Exercise directions:
Look through the entries below. Report each line that has the word "phrase" in it.

++++++++++++++++++++

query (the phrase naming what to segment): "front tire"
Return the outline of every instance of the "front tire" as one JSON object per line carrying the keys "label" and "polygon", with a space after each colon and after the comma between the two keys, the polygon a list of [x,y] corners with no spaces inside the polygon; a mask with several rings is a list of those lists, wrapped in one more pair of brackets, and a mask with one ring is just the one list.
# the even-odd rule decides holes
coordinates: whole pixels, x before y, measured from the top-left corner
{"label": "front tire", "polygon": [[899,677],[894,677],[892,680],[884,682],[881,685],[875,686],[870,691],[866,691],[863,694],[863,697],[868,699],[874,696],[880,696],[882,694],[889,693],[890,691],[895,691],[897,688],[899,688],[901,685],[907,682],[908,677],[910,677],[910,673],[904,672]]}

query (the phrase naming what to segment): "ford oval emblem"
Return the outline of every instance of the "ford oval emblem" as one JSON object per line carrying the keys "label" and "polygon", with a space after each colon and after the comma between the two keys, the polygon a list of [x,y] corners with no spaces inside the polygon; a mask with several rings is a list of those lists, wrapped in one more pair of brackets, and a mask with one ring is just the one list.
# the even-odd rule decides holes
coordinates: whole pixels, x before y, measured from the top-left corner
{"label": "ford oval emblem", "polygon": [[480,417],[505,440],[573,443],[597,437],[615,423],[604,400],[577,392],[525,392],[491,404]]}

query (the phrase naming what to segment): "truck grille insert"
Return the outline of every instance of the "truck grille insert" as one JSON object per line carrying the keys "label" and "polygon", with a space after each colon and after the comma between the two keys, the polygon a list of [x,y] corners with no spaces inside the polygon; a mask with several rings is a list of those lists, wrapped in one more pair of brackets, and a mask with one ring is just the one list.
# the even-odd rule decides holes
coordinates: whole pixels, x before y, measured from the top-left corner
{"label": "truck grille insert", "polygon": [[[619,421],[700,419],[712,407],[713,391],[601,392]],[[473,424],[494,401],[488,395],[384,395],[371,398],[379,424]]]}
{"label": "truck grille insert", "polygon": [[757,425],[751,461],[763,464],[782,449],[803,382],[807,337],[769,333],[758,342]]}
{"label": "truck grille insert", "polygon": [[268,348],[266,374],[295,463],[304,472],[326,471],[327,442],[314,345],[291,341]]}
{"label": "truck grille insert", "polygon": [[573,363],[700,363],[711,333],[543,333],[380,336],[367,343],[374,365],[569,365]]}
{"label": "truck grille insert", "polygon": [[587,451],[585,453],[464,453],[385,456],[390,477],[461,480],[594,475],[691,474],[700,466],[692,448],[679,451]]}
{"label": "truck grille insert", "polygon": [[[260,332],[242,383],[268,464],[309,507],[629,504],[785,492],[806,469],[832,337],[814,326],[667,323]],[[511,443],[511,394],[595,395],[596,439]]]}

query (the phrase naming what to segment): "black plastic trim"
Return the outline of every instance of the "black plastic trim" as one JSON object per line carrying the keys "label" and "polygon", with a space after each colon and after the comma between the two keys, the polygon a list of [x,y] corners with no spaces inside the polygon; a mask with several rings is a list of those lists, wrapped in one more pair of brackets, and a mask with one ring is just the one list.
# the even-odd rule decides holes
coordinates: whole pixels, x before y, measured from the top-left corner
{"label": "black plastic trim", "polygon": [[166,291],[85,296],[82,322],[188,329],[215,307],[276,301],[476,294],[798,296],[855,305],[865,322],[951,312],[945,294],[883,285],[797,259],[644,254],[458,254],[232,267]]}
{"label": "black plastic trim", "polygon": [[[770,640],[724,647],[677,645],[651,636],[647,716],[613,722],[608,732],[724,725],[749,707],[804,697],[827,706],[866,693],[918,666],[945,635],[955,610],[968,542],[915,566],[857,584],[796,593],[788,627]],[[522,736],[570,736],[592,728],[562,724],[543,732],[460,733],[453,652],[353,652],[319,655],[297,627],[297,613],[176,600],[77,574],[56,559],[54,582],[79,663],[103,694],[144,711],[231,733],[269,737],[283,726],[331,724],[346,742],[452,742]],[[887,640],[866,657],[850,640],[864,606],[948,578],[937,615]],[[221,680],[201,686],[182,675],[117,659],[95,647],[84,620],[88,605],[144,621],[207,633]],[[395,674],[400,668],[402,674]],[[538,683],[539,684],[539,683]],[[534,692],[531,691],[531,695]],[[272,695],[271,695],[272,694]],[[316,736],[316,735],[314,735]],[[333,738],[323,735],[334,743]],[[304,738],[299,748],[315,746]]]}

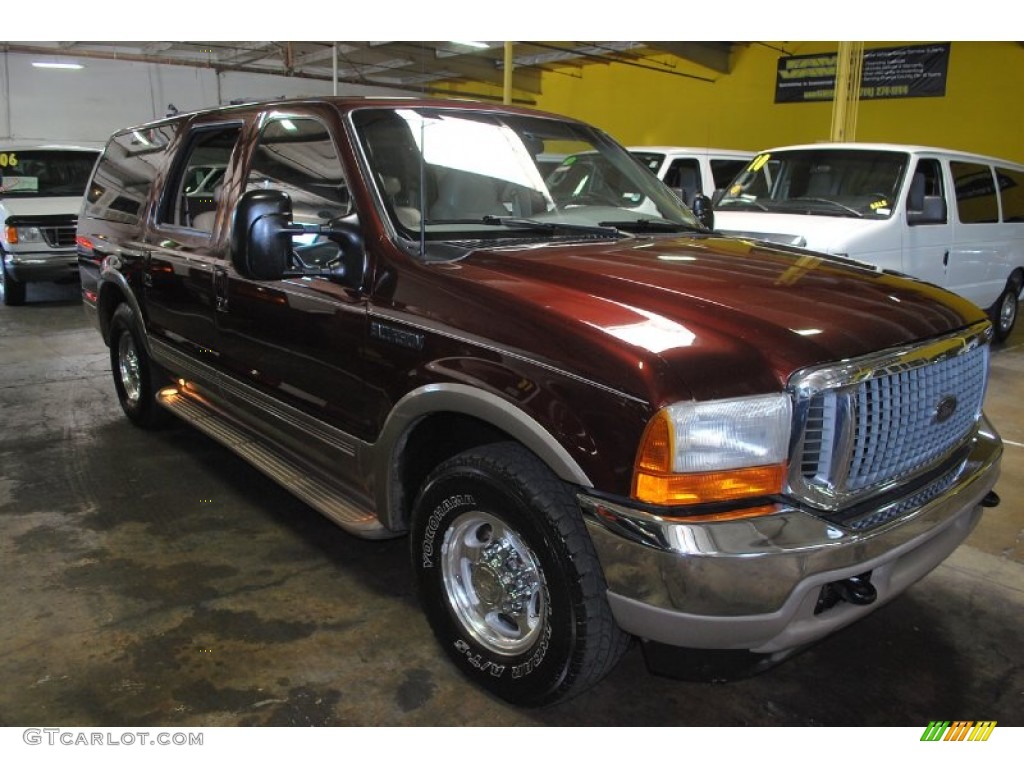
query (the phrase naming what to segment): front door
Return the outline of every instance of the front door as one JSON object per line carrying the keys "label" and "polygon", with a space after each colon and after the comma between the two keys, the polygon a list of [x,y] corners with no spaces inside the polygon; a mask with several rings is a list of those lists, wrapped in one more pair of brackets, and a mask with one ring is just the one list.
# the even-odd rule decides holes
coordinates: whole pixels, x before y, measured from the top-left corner
{"label": "front door", "polygon": [[[286,192],[294,221],[310,227],[353,215],[337,147],[315,114],[267,119],[239,194],[256,188]],[[277,442],[307,461],[354,481],[346,459],[374,423],[360,358],[366,298],[355,270],[350,284],[309,274],[344,255],[310,232],[294,238],[295,277],[252,280],[227,266],[214,285],[222,362],[233,373],[225,395],[234,408],[261,429],[269,425]]]}

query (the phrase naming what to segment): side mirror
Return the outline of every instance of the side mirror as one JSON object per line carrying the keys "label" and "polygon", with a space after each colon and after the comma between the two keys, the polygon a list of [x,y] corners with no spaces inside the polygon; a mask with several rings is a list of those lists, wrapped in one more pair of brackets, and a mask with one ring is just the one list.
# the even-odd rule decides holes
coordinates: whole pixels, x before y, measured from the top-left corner
{"label": "side mirror", "polygon": [[707,229],[715,228],[715,211],[711,206],[711,198],[707,195],[696,194],[693,198],[693,205],[691,206],[693,215],[697,217],[697,221],[701,223]]}
{"label": "side mirror", "polygon": [[253,280],[280,280],[292,252],[292,201],[276,189],[242,195],[231,221],[231,262]]}
{"label": "side mirror", "polygon": [[907,211],[907,224],[945,224],[946,200],[940,195],[926,195],[920,211]]}

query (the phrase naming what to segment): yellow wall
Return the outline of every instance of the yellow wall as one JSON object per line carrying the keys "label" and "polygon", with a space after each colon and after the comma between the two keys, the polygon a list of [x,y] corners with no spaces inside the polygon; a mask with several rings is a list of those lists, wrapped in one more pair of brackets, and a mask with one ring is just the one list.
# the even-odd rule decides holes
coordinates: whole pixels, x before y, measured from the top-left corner
{"label": "yellow wall", "polygon": [[[673,56],[653,57],[714,82],[625,64],[590,64],[544,73],[543,94],[533,98],[538,108],[593,123],[623,144],[757,150],[827,140],[831,102],[775,104],[775,71],[780,56],[834,53],[836,48],[835,42],[737,44],[727,75]],[[953,42],[946,95],[862,101],[856,139],[928,144],[1024,162],[1022,93],[1024,46]]]}

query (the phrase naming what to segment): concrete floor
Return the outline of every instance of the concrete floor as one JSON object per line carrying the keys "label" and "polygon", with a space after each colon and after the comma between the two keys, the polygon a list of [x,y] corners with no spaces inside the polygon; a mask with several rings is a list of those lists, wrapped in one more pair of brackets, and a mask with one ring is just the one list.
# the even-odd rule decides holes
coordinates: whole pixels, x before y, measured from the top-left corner
{"label": "concrete floor", "polygon": [[76,289],[0,306],[0,726],[1024,725],[1024,324],[987,412],[1003,503],[905,595],[758,677],[523,711],[444,658],[404,540],[347,536],[200,433],[121,415]]}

++++++++++++++++++++

Task response:
query (the phrase naming what to segment): "front tire"
query (the phrase naming what to segment): "ford oval emblem"
query (the phrase naming what to segment): "truck grille insert"
query (the phrase naming what to segment): "black plastic trim"
query (the phrase naming what to segment): front door
query (the phrase naming what to segment): side mirror
query (the phrase naming what to segment): yellow wall
query (the phrase naming what to segment): concrete floor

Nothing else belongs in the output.